___ Data provided ___

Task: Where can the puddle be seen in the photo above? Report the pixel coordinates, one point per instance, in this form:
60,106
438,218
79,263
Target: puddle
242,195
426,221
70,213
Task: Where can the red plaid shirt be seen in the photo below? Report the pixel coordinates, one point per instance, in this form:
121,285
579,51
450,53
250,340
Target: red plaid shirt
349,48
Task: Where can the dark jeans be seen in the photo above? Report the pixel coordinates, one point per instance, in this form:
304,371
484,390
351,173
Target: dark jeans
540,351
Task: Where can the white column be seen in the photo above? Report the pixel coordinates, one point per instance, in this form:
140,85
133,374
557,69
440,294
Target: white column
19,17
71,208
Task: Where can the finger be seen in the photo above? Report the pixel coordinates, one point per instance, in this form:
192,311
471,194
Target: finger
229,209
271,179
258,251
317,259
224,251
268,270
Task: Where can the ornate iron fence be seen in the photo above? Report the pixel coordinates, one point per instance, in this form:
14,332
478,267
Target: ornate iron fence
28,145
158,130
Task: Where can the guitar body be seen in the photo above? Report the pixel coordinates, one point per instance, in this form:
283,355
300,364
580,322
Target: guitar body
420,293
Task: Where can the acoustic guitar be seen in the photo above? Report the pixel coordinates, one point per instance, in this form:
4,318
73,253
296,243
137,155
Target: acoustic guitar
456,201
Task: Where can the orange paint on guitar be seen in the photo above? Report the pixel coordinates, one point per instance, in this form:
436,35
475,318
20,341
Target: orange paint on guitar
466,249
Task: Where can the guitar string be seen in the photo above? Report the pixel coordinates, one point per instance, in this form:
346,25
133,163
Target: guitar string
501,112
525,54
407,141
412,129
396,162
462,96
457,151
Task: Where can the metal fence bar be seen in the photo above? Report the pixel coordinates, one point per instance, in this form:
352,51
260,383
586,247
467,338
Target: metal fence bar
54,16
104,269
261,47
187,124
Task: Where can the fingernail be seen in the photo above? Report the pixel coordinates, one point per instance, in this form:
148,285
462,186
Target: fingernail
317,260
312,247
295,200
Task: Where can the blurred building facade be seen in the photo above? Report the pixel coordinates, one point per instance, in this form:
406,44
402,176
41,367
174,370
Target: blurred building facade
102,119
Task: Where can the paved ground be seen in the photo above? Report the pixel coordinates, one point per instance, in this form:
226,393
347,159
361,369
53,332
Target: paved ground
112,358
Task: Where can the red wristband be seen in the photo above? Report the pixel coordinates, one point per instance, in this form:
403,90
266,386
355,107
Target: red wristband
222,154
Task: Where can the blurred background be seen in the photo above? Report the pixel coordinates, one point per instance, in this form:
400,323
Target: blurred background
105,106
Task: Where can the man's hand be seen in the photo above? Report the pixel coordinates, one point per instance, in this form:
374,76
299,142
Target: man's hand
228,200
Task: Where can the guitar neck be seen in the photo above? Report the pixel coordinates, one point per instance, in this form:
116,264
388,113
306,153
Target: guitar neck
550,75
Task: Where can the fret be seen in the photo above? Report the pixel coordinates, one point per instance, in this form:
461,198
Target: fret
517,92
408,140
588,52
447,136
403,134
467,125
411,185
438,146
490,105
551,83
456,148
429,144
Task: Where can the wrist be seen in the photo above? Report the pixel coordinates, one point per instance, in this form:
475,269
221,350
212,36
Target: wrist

___

[Work to do] Write out each of the records above line for line, with no changes.

[Reply]
Task: Where can the puddle be seen in the photo above? Report the pixel coordinates, one point per instance, in this form:
60,106
438,218
79,263
Target: puddle
242,195
426,221
70,213
Task: Where can the red plaid shirt be seen in the photo below? Report the pixel coordinates, one point per instance, in this form:
121,285
579,51
450,53
250,340
Target: red plaid shirt
349,48
Task: Where can the dark jeans be seen in the photo above? Report the pixel coordinates, one point per instance, in this form:
304,371
484,390
351,173
Target: dark jeans
540,351
Task: Where can the white column be seen in the photo above? Report the pixel coordinates, one point per instance, in this form:
140,85
133,374
557,69
440,294
Target: white column
19,17
71,208
Task: Where can the finger be seen in the photo above? Report the pixel coordinates, one point per instance, in this form:
192,311
471,194
Target: finger
229,209
271,179
258,251
317,259
224,251
268,270
Task: Where can the ornate iron fence be seen in the photo above? Report the pixel coordinates, one point per instance, in this form:
14,332
478,267
Target: ornate iron fence
28,145
158,130
Task: Where can the guitar body be seen in the photo above? Report the pixel coordinates, one point per instance, in this form:
283,355
300,364
580,322
Target: guitar body
420,293
Task: Where can the acoustic guitar be seen in the photo above? Report the pixel coordinates, one point per instance, in this form:
4,318
73,253
296,243
137,155
Target: acoustic guitar
456,201
Task: Where can the orange paint on guitar be seen in the photo above? Report the pixel coordinates, one point per instance, in this form:
436,35
475,318
20,341
Target: orange paint on guitar
466,249
Task: Where can the guitar string be seen in the photo above? Report the pixel coordinates, one point per instance, in this form:
346,25
133,163
Target: guitar string
501,112
525,54
407,141
412,129
396,162
462,96
457,151
Task: Where can the metal fence bar be seen in the photo above? Report the pixel coordinates, one point per instance, in this form:
352,51
260,383
586,247
467,338
Target: metal fence bar
54,16
104,269
261,47
187,124
Task: Where can the fingernail be seen in the photo above? Report the pixel coordinates, one point per instance, in this form:
148,285
462,186
Target: fingernail
317,260
312,247
295,200
Task: Where can the blurred building facade be seen in the photo above? Report the pixel coordinates, one point per instance, in this form:
406,44
402,176
41,367
174,370
Target: blurred building facade
102,119
Task: Where can the paved ground be seen in the photo above? Report the pixel coordinates, one point per instance, in this form:
226,393
347,159
361,369
53,332
Target: paved ground
112,358
Task: Where can the red wristband be seen in the photo above? Report the pixel coordinates, one point per instance, in this form:
403,90
266,386
355,107
Target: red wristband
222,154
Task: Where can the blurred background be seen in the photo above? Report the pixel coordinates, one point per instance, in this form:
400,323
Target: blurred background
105,106
Task: Where can the man's hand be seen in the photo above? Report the pixel coordinates, one point per instance, in this form:
374,76
299,142
Target: man's hand
228,200
Task: Where can the guitar neck be seen in the photo above? Report the pixel coordinates, one point per instance, in this form:
116,264
388,113
306,153
Target: guitar neck
550,75
Task: Where can the fret be seen in the photo above? Report the pixel coordinates, one point per instance, in this form:
461,198
Target: fret
517,92
408,140
588,52
447,136
403,134
467,125
411,185
438,146
490,105
551,83
456,148
429,144
Task: Where can the wrist be seen in the photo above? Report the pixel coordinates, one point per instance, in this form:
475,269
221,350
212,36
Target: wrist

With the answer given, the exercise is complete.